Exercise directions
Which of the lines below contain the string "wood"? Pull out each of those lines in full, treating case as significant.

Exercise materials
+ + + + + + +

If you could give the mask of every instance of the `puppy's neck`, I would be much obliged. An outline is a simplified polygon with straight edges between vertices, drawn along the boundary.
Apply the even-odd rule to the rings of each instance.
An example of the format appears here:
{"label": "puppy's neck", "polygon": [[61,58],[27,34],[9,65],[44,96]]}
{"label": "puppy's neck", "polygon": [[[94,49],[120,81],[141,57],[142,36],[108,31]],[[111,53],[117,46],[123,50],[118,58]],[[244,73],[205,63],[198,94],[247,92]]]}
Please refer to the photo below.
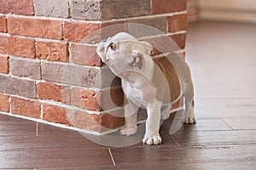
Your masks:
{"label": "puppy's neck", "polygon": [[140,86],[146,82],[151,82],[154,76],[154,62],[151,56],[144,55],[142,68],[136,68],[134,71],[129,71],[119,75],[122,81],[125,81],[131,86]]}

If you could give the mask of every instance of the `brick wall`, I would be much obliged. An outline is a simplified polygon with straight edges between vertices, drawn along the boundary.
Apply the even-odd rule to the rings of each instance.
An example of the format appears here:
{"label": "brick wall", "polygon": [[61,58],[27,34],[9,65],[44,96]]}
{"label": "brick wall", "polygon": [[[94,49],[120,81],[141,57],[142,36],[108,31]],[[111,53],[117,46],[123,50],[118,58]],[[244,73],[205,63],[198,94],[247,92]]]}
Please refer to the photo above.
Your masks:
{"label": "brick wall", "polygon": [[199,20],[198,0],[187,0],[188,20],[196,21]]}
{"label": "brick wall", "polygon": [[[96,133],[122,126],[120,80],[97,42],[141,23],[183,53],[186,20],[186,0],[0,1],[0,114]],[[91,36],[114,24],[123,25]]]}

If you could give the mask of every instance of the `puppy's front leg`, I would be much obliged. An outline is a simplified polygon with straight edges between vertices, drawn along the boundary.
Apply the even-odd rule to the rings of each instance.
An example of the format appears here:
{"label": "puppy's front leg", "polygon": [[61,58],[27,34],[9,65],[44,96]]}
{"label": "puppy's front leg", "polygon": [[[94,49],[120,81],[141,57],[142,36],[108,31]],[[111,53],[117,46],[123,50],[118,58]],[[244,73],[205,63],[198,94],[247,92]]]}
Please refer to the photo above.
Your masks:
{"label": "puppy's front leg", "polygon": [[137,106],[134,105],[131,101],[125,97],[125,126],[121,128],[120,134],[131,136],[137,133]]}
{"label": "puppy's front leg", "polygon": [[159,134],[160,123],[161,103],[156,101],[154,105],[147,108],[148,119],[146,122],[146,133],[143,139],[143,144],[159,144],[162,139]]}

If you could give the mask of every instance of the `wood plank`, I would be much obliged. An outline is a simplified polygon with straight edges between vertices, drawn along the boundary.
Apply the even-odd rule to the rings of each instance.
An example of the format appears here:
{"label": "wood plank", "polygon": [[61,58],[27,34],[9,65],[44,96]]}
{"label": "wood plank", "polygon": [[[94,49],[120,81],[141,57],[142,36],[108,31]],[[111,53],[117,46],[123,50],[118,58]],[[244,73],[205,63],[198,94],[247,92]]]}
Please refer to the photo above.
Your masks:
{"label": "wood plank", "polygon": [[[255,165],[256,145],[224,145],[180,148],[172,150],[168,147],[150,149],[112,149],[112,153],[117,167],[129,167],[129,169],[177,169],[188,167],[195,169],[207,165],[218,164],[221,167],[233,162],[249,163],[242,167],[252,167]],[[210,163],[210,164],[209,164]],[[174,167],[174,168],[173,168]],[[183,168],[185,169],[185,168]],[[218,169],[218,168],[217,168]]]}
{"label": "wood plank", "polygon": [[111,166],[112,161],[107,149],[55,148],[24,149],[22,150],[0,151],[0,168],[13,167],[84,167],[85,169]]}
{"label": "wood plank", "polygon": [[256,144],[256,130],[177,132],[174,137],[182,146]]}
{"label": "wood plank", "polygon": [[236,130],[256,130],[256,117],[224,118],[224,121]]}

+ + + + + + +

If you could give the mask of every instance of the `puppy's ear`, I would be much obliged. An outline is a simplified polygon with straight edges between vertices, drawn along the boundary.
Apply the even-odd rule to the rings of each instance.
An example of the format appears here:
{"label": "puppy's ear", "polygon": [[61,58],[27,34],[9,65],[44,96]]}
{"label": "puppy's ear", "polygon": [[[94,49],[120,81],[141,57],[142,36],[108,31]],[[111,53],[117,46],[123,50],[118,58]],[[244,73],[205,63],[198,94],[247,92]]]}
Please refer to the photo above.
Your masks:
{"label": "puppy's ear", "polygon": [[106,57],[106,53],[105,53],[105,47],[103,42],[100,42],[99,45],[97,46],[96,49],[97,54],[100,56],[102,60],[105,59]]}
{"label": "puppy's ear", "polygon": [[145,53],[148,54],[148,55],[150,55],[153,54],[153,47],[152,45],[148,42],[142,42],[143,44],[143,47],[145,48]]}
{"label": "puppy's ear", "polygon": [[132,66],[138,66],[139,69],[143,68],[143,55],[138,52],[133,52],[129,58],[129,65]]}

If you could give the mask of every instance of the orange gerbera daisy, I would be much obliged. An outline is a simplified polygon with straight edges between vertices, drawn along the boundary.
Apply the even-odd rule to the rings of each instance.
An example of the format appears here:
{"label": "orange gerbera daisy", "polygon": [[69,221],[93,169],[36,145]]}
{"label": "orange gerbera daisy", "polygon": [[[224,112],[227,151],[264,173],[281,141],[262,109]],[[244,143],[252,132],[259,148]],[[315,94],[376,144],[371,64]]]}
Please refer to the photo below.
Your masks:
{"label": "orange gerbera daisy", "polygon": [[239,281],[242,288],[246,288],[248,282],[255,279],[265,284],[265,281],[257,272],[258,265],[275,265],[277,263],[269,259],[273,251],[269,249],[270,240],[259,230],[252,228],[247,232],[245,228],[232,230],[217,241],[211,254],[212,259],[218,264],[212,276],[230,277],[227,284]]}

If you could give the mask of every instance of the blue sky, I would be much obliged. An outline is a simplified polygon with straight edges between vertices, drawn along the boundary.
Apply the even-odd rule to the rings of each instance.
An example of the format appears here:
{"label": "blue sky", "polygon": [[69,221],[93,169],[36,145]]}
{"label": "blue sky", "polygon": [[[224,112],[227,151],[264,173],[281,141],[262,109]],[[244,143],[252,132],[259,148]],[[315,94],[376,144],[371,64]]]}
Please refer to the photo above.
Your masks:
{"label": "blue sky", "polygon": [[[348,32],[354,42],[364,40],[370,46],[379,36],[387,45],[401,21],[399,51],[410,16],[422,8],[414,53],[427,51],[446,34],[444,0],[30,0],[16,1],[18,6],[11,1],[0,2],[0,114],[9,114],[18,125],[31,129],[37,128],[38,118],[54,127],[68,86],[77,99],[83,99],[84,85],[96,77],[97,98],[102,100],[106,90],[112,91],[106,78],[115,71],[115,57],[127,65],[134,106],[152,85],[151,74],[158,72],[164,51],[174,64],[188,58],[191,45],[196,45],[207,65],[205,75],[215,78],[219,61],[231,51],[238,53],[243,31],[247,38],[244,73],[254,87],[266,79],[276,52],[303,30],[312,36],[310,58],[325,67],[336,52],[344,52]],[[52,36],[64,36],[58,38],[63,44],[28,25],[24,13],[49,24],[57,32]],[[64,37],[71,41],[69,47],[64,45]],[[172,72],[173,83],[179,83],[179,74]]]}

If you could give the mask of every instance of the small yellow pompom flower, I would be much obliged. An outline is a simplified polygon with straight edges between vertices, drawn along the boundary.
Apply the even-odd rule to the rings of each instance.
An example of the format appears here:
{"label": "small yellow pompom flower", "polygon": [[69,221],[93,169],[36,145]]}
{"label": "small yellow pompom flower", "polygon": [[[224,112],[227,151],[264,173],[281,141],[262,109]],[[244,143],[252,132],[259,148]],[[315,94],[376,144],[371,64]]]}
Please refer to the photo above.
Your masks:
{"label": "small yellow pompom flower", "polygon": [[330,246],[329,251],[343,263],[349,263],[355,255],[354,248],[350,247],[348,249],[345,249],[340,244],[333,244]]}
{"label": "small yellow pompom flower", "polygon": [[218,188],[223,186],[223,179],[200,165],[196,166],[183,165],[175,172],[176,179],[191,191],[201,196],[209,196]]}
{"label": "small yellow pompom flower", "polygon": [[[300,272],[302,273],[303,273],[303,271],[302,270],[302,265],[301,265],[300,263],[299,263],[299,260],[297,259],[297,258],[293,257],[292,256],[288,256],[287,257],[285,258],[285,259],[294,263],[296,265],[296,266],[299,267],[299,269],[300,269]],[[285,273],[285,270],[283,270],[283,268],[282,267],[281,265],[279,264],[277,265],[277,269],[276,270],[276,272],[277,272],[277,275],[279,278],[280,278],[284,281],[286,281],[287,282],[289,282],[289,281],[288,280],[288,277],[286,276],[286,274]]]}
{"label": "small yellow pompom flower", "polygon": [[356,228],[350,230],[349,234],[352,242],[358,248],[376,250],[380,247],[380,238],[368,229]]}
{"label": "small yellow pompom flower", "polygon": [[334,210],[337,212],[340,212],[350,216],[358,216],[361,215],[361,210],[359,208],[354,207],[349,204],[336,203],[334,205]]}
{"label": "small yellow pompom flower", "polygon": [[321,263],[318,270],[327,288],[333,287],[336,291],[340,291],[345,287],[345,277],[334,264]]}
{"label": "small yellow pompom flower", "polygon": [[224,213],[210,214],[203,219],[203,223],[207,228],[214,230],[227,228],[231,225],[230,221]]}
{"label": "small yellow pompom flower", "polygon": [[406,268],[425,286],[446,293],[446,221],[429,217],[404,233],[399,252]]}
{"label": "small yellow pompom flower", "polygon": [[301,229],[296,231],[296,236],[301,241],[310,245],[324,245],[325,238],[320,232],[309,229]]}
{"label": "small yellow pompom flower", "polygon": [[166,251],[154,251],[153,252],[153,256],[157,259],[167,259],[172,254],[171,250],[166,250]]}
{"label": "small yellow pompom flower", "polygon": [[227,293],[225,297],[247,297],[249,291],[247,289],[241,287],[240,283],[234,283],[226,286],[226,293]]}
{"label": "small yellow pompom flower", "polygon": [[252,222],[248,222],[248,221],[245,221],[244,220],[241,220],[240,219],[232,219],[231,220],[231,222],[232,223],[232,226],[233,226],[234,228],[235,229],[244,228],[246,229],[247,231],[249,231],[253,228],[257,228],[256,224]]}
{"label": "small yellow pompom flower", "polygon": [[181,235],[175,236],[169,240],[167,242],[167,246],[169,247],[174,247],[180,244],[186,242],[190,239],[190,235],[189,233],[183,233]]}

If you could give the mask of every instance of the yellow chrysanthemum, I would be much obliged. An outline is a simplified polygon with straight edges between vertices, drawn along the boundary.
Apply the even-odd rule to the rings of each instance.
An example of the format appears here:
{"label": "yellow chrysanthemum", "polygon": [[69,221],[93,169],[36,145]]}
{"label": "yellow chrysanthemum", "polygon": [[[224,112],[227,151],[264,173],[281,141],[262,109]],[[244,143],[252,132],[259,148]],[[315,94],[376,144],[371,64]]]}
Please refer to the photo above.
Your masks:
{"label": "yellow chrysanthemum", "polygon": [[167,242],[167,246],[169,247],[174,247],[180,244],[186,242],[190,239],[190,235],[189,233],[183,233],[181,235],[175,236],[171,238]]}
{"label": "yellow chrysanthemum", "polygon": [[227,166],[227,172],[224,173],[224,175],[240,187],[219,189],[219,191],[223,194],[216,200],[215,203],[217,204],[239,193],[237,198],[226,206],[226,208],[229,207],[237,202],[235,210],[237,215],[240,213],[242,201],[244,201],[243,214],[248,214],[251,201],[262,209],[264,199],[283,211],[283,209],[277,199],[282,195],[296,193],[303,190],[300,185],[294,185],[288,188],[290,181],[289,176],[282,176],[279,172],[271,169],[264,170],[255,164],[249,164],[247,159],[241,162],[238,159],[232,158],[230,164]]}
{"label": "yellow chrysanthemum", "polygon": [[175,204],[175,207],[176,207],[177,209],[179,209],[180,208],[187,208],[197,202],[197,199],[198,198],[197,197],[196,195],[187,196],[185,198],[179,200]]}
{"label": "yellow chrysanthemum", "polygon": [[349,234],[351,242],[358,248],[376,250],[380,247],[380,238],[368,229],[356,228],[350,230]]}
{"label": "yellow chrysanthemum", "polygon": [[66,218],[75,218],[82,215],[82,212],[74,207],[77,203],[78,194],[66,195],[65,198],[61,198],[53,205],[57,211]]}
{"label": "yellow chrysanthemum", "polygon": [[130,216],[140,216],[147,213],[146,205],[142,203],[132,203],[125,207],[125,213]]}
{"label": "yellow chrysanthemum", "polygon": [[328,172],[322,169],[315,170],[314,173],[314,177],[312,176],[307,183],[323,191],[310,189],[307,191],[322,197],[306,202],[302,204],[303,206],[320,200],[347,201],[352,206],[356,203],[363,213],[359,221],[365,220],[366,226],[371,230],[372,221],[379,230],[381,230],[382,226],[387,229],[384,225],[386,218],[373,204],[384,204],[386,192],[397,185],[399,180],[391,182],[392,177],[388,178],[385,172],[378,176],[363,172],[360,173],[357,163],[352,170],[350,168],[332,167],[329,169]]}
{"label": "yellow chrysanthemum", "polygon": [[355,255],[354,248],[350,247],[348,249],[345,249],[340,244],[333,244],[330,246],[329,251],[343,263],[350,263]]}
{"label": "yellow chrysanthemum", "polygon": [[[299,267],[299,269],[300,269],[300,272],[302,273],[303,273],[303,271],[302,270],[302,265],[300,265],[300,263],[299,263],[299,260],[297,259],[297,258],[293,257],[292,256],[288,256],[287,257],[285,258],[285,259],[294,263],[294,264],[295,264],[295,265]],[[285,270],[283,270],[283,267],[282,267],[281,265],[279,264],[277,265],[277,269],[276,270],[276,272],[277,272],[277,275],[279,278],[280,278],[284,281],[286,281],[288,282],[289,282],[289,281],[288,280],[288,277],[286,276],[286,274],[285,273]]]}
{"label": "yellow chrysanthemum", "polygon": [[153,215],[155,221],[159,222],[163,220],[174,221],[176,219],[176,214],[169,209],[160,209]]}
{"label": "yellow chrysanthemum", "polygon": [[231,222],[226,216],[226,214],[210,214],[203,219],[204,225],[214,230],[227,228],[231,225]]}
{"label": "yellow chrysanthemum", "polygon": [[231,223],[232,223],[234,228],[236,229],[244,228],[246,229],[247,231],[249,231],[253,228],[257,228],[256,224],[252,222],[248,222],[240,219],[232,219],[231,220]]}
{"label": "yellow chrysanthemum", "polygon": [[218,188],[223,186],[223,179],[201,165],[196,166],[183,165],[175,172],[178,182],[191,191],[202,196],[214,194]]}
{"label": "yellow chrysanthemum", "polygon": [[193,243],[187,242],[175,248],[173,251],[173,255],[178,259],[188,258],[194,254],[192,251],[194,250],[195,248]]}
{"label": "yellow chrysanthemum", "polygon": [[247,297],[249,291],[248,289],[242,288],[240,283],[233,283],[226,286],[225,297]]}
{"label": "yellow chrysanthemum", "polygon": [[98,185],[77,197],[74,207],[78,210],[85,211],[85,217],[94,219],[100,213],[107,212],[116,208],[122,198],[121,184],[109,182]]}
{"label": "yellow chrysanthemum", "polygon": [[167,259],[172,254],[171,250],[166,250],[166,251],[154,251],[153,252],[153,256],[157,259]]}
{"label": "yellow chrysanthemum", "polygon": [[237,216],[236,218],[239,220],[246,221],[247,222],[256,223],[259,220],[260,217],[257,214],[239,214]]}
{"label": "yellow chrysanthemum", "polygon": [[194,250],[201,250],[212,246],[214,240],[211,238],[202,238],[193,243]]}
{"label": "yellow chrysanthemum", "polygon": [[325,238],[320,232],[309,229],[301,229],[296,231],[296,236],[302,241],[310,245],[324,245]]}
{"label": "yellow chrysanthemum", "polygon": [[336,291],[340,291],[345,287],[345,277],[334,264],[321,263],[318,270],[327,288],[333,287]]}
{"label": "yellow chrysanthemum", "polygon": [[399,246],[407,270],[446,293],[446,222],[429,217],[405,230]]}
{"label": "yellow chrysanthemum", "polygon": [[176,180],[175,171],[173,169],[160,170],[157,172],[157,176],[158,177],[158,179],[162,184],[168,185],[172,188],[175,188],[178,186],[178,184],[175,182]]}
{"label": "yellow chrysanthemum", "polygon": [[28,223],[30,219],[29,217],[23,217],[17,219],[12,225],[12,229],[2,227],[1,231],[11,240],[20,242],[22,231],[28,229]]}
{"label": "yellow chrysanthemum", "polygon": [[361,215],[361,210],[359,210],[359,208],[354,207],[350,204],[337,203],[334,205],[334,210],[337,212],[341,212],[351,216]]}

+ + + + + + +

Answer for this exercise
If you could give the mask of every instance of the `wood plank`, I would be much obliged. An outline is a simplified polygon with straight edges between vertices, drawn along the boundary.
{"label": "wood plank", "polygon": [[61,58],[27,34],[9,65],[44,96]]}
{"label": "wood plank", "polygon": [[[94,49],[120,81],[141,57],[142,36],[108,31]],[[111,53],[117,46],[123,50],[118,58]],[[244,73],[205,63],[198,94],[247,92]]]}
{"label": "wood plank", "polygon": [[[255,165],[256,145],[224,145],[180,148],[172,150],[168,147],[150,149],[112,149],[112,153],[117,167],[129,167],[129,169],[177,169],[188,167],[195,169],[207,165],[218,164],[221,167],[233,162],[249,163],[242,167],[252,167]],[[210,163],[210,164],[209,164]],[[174,167],[174,168],[173,168]],[[183,168],[185,169],[185,168]],[[218,169],[218,168],[217,168]]]}
{"label": "wood plank", "polygon": [[111,166],[112,161],[107,149],[55,148],[24,149],[22,150],[0,151],[0,168],[13,167],[84,167],[85,169]]}
{"label": "wood plank", "polygon": [[256,144],[256,130],[177,132],[174,137],[182,146]]}
{"label": "wood plank", "polygon": [[236,130],[256,130],[256,117],[224,118],[224,121]]}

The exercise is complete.